---------- ESTRATTO

Crescono gli scoraggiati

La prima, dolorosa, conferma è relativa alla popolazione dei Neet, i giovani con un’età compresa tra i 18 e i 24 anni, che non lavorano, non studiano e non frequentano corsi di formazione. Rispetto a una media Ocse del 14%, in Italia sono il 26% della popolazione considerata. E arrivano fino al 37% per le donne tra i 25 e i 29 anni, mentre scendono al 26% per gli uomini della stessa coorte. Inoltre, sottolinea il rapporto dell’Ocse, l’Italia e la Colombia sono gli unici due Paesi con tassi superiori al 10% sia per quanto riguarda gli inattivi che i disoccupati, tra i 18-24enni. Sempre l’Italia (e la Grecia) sono gli unici due Paesi in cui più della metà della popolazione dei 18-24enni è rimasta senza lavoro per almeno un anno.

--------------------
---------- DATI FORNITI

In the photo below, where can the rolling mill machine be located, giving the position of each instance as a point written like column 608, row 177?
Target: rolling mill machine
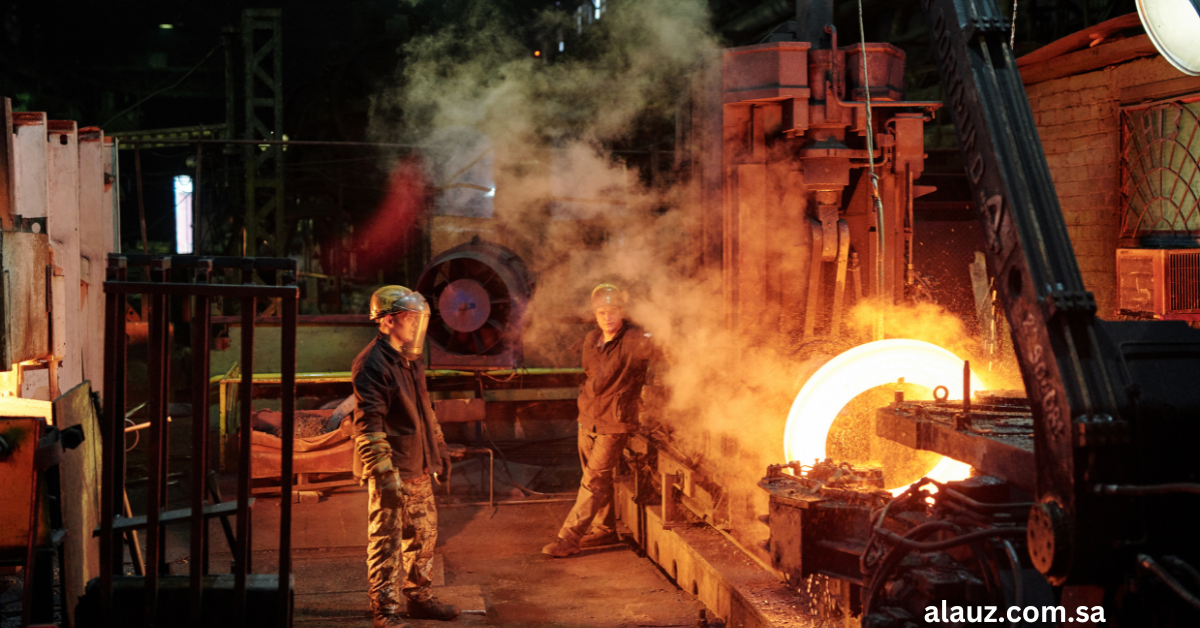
column 1077, row 482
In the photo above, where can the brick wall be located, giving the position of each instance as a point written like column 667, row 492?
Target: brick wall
column 1079, row 124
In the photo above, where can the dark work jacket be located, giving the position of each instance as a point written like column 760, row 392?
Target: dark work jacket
column 393, row 399
column 611, row 395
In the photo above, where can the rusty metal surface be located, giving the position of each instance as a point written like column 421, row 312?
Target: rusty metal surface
column 23, row 259
column 1111, row 401
column 79, row 480
column 7, row 171
column 996, row 438
column 171, row 276
column 17, row 455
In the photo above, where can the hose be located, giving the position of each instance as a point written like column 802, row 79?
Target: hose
column 1018, row 584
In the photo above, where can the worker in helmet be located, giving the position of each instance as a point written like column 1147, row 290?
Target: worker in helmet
column 616, row 360
column 400, row 444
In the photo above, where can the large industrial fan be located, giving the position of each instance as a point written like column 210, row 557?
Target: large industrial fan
column 478, row 292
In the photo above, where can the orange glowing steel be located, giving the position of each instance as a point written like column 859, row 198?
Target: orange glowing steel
column 859, row 370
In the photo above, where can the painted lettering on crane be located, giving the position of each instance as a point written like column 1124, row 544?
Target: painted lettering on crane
column 969, row 136
column 1035, row 357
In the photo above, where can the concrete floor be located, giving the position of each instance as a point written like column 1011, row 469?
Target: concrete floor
column 490, row 560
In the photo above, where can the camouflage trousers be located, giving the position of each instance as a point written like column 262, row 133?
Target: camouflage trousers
column 599, row 455
column 400, row 545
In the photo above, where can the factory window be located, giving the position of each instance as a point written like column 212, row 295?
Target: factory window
column 183, row 186
column 1159, row 173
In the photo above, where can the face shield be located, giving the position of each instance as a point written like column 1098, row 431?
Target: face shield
column 413, row 323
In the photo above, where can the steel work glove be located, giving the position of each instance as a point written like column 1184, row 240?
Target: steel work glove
column 375, row 450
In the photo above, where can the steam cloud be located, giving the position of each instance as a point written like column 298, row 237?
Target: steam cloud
column 579, row 217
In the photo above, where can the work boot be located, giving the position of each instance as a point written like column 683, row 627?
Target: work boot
column 431, row 609
column 389, row 621
column 598, row 537
column 561, row 548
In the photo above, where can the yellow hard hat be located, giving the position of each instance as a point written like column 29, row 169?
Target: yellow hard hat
column 387, row 300
column 607, row 294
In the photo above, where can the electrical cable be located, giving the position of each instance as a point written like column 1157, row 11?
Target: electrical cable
column 939, row 545
column 1018, row 580
column 982, row 506
column 895, row 555
column 1140, row 491
column 1012, row 36
column 136, row 105
column 1149, row 563
column 875, row 180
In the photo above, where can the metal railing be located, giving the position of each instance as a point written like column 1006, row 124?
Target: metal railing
column 190, row 277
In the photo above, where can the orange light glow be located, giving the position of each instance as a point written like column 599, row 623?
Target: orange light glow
column 859, row 370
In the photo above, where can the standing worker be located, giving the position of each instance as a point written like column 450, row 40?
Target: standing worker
column 400, row 443
column 616, row 359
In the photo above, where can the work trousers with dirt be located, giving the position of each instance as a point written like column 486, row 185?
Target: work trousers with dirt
column 599, row 454
column 400, row 545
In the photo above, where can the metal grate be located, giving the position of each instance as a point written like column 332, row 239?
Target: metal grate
column 1183, row 274
column 1159, row 172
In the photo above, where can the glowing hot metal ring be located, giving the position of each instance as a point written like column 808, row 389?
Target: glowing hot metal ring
column 857, row 371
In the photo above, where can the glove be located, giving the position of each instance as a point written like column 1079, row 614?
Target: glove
column 444, row 454
column 375, row 450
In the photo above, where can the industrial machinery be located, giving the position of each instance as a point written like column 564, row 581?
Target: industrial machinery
column 807, row 202
column 479, row 292
column 1079, row 483
column 1073, row 503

--------------------

ISTRUZIONI
**a)** Restituisci dall'estratto tutto il testo che va da "Crescono gli scoraggiati" fino a "almeno un anno.", parola per parola.
**b)** Rispondi a queste domande usando l'estratto:
(i) Quale media Ocse viene indicata per i Neet?
(ii) Quale percentuale della popolazione considerata rappresentano i Neet in Italia?
(iii) Quale Paese, insieme all'Italia, ha più della metà dei 18-24enni senza lavoro da almeno un anno?
**c)** Trasforma in un elenco puntato il paragrafo dell'estratto che comincia con "La prima, dolorosa, conferma", mantenendone i dati principali.

SOLUZIONI
**a)**
Crescono gli scoraggiati

La prima, dolorosa, conferma è relativa alla popolazione dei Neet, i giovani con un’età compresa tra i 18 e i 24 anni, che non lavorano, non studiano e non frequentano corsi di formazione. Rispetto a una media Ocse del 14%, in Italia sono il 26% della popolazione considerata. E arrivano fino al 37% per le donne tra i 25 e i 29 anni, mentre scendono al 26% per gli uomini della stessa coorte. Inoltre, sottolinea il rapporto dell’Ocse, l’Italia e la Colombia sono gli unici due Paesi con tassi superiori al 10% sia per quanto riguarda gli inattivi che i disoccupati, tra i 18-24enni. Sempre l’Italia (e la Grecia) sono gli unici due Paesi in cui più della metà della popolazione dei 18-24enni è rimasta senza lavoro per almeno un anno.

**b)**
(i) Il 14%.
(ii) Il 26%.
(iii) La Grecia.

**c)**
- I Neet sono giovani tra i 18 e i 24 anni che non lavorano, non studiano e non seguono corsi di formazione.
- In Italia sono il 26% della popolazione considerata, contro una media Ocse del 14%.
- Arrivano al 37% tra le donne di 25-29 anni e scendono al 26% tra gli uomini della stessa coorte.
- Italia e Colombia sono gli unici due Paesi con tassi superiori al 10% sia di inattivi sia di disoccupati tra i 18-24enni.
- Italia e Grecia sono gli unici due Paesi in cui più della metà dei 18-24enni è rimasta senza lavoro per almeno un anno.